··· RECORDS SUPPLIED
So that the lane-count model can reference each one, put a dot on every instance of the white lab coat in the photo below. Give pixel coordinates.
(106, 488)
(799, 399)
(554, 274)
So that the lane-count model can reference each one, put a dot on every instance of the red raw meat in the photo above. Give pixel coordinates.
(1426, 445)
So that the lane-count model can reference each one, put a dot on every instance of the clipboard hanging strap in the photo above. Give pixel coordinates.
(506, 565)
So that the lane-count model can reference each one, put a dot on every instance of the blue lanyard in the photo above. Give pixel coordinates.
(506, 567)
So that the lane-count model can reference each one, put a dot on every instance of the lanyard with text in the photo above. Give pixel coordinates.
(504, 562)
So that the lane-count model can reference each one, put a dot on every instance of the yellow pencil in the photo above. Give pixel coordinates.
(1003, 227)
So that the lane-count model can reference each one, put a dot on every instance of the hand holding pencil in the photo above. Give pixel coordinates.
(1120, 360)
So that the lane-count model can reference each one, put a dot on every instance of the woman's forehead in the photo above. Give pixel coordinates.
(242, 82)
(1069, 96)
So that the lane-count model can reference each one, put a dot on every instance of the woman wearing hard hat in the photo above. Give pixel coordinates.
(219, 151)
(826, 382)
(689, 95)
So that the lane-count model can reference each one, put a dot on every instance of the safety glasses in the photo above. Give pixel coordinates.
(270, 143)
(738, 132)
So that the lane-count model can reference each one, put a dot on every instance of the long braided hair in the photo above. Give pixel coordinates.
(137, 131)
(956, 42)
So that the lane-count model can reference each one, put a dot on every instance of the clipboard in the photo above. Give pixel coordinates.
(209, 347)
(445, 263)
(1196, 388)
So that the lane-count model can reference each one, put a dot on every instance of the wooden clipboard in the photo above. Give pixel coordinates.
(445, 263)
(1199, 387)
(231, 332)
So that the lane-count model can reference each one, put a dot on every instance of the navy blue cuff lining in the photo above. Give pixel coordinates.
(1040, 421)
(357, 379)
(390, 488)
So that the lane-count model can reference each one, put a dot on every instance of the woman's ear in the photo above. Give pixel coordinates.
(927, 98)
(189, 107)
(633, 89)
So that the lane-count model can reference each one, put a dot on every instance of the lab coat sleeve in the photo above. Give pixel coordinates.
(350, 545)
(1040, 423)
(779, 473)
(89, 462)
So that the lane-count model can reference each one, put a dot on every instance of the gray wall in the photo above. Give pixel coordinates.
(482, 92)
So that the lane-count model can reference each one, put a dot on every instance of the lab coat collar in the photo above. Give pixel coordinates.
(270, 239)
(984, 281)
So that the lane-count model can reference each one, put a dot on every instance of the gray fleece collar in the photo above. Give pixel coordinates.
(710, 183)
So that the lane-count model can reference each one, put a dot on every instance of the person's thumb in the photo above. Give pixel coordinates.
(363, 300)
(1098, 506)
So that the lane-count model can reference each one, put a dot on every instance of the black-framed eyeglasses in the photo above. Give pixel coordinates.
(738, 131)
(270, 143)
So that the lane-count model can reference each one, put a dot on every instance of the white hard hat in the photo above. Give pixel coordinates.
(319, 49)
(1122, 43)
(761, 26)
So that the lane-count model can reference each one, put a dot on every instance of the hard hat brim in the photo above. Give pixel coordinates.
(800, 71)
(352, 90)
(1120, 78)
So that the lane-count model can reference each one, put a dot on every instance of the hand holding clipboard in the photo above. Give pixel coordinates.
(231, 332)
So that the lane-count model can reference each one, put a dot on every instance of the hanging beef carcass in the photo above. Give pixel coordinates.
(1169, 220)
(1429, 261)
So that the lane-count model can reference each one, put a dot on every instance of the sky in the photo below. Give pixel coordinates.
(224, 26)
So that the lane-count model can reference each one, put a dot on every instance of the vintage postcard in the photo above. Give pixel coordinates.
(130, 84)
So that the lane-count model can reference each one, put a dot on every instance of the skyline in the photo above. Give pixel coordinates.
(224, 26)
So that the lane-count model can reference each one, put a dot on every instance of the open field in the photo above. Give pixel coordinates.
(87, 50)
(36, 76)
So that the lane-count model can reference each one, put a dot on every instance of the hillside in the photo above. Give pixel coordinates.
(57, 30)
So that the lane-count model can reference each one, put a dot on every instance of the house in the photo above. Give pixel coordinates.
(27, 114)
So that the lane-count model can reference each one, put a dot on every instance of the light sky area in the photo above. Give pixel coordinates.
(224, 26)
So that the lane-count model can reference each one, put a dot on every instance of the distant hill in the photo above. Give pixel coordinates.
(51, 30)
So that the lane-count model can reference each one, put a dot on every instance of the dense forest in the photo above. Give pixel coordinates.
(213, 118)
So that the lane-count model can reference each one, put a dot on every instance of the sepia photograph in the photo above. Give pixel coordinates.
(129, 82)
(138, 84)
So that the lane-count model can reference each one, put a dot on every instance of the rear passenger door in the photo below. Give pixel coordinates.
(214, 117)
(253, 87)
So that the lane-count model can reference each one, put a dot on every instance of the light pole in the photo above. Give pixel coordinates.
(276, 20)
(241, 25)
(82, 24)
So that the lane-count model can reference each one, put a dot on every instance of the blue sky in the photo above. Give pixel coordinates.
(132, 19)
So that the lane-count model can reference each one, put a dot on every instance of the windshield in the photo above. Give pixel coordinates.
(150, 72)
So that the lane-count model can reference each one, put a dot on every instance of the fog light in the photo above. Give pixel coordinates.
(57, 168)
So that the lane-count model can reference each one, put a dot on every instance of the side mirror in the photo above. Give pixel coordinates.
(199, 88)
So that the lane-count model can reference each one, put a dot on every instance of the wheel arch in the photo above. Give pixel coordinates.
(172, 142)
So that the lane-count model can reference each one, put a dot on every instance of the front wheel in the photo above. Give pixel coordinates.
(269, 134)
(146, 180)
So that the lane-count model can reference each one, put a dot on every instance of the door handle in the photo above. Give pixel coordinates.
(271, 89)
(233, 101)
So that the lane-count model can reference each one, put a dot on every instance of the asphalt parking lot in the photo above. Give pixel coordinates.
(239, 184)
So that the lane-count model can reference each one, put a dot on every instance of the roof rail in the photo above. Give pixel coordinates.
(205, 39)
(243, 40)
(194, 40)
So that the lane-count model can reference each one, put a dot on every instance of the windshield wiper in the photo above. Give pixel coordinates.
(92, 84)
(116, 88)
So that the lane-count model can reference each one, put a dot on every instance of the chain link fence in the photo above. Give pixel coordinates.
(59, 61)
······
Give again only the lines starting at the one that contains "handle in the photo above. Give pixel coordinates." and running to the end of the data.

### RESPONSE TO THIS TASK
So that the lane-count model can reference each one, put a dot on every instance of the door handle in the photo above. Give pixel coordinates.
(271, 89)
(233, 101)
So that the lane-count model can reference each one, put a dot on every instance of the asphalt parking lot in the photo above. Give pixel coordinates.
(239, 184)
So that the lane-count model can reference each one, put a dot on every instance of the roof rail in the photo above. Give pixel coordinates.
(205, 39)
(243, 40)
(194, 40)
So that the lane-count model can reference each one, put a dot on every instance of the windshield wiper in the photo above. Give pixel coordinates.
(92, 84)
(116, 88)
So that the lane-count model can reference each one, put a dot on every instance of the chain link fence in the photo above. Give pixel coordinates.
(59, 61)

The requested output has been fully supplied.